◆ Instructions to follow
Please set out the lines below as a numbered list, skipping any blank lines and leaving the pictures out of your answer.

-.-.-

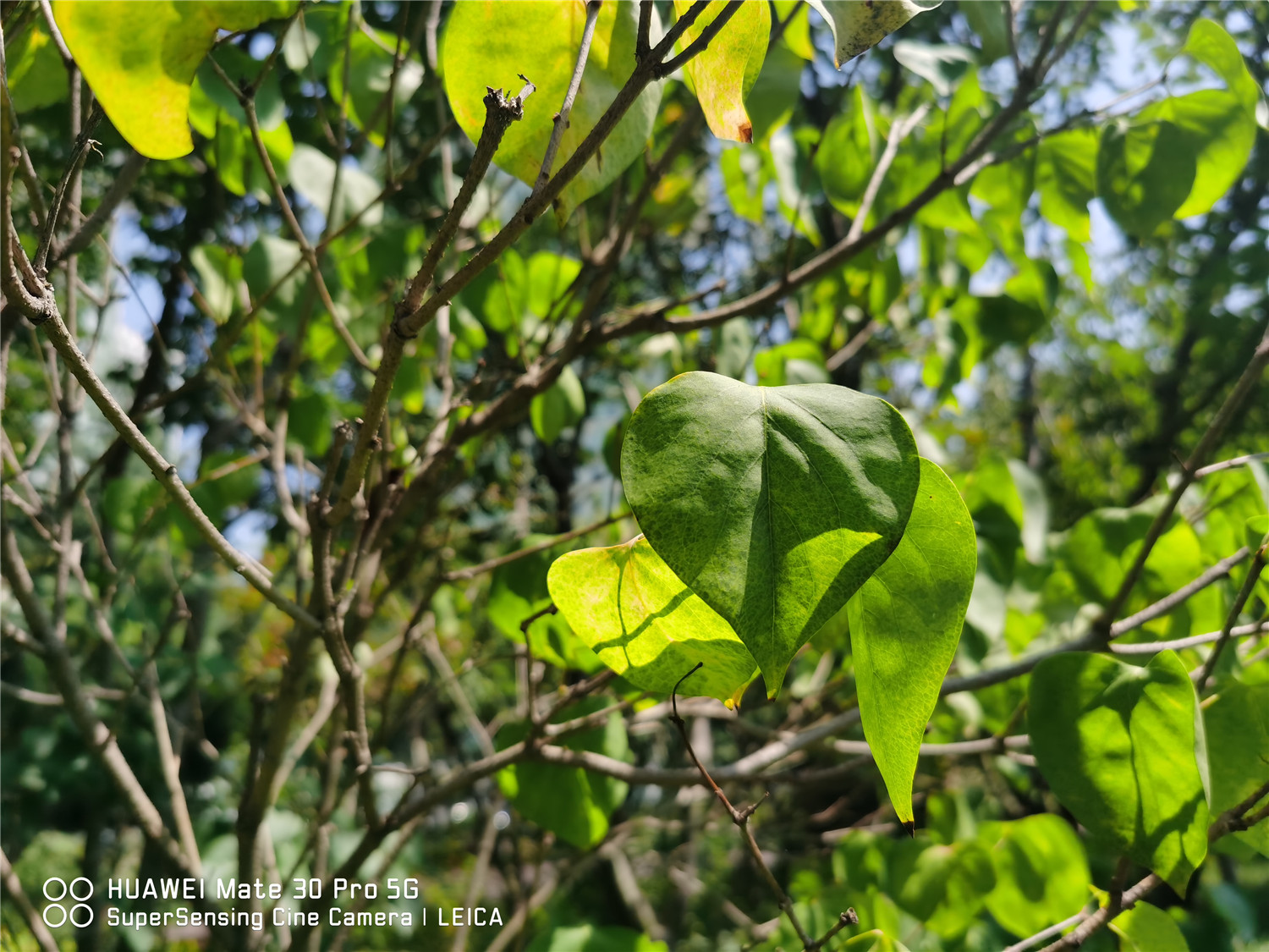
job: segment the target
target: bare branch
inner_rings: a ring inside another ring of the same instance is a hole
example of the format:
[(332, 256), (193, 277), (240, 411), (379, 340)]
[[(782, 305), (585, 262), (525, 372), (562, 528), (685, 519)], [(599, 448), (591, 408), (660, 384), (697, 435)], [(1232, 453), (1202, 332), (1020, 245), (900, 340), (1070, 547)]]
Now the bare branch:
[(1121, 635), (1127, 635), (1133, 628), (1140, 628), (1148, 621), (1167, 614), (1174, 608), (1176, 608), (1176, 605), (1179, 605), (1181, 602), (1185, 602), (1190, 595), (1202, 592), (1213, 581), (1220, 581), (1221, 579), (1226, 578), (1233, 569), (1233, 566), (1239, 565), (1239, 562), (1246, 559), (1247, 555), (1250, 555), (1250, 550), (1246, 546), (1244, 546), (1233, 555), (1228, 556), (1227, 559), (1222, 559), (1220, 562), (1213, 565), (1206, 572), (1194, 579), (1194, 581), (1183, 585), (1181, 588), (1176, 589), (1176, 592), (1174, 592), (1173, 594), (1165, 595), (1154, 604), (1146, 605), (1136, 614), (1131, 614), (1123, 621), (1115, 622), (1114, 625), (1110, 626), (1110, 637), (1118, 638)]
[(128, 157), (124, 159), (123, 166), (114, 176), (114, 182), (110, 183), (110, 188), (102, 197), (96, 208), (93, 213), (84, 220), (84, 223), (75, 230), (63, 244), (61, 244), (57, 250), (52, 254), (52, 264), (57, 264), (71, 255), (77, 255), (81, 251), (88, 250), (88, 246), (93, 244), (102, 230), (105, 227), (107, 222), (110, 221), (110, 216), (114, 215), (114, 209), (119, 207), (119, 203), (128, 197), (132, 192), (132, 187), (137, 183), (141, 176), (141, 171), (146, 168), (146, 162), (150, 161), (143, 155), (137, 151), (128, 152)]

-.-.-

◆ The result
1. job: segment the target
2. target: bare branch
3. inner_rings: a ring inside another ring of the same instance is a hole
4. example of the format:
5. [(332, 256), (193, 277), (240, 411), (379, 340)]
6. [[(782, 305), (585, 262), (525, 372), (562, 528), (685, 519)], [(599, 448), (591, 408), (660, 384), (697, 435)], [(1232, 453), (1202, 332), (1020, 245), (900, 340), (1070, 547)]]
7. Now the bare branch:
8. [(1121, 635), (1127, 635), (1133, 628), (1140, 628), (1148, 621), (1167, 614), (1174, 608), (1176, 608), (1176, 605), (1179, 605), (1181, 602), (1185, 602), (1190, 595), (1202, 592), (1213, 581), (1220, 581), (1221, 579), (1226, 578), (1233, 569), (1233, 566), (1239, 565), (1239, 562), (1246, 559), (1247, 555), (1250, 555), (1250, 550), (1246, 546), (1244, 546), (1233, 555), (1228, 556), (1227, 559), (1222, 559), (1220, 562), (1213, 565), (1206, 572), (1194, 579), (1194, 581), (1183, 585), (1181, 588), (1176, 589), (1176, 592), (1174, 592), (1173, 594), (1165, 595), (1154, 604), (1146, 605), (1136, 614), (1131, 614), (1123, 621), (1115, 622), (1114, 625), (1110, 626), (1110, 637), (1118, 638)]
9. [(128, 157), (124, 159), (123, 166), (114, 176), (114, 182), (110, 183), (110, 188), (102, 197), (96, 208), (93, 213), (84, 220), (84, 223), (75, 230), (63, 244), (61, 244), (57, 250), (52, 254), (52, 264), (57, 264), (71, 255), (77, 255), (81, 251), (88, 250), (88, 246), (93, 244), (102, 230), (105, 227), (107, 222), (110, 221), (110, 216), (114, 215), (114, 209), (119, 207), (119, 203), (128, 197), (132, 192), (132, 187), (137, 183), (141, 176), (141, 171), (146, 168), (146, 162), (150, 161), (143, 155), (137, 151), (128, 152)]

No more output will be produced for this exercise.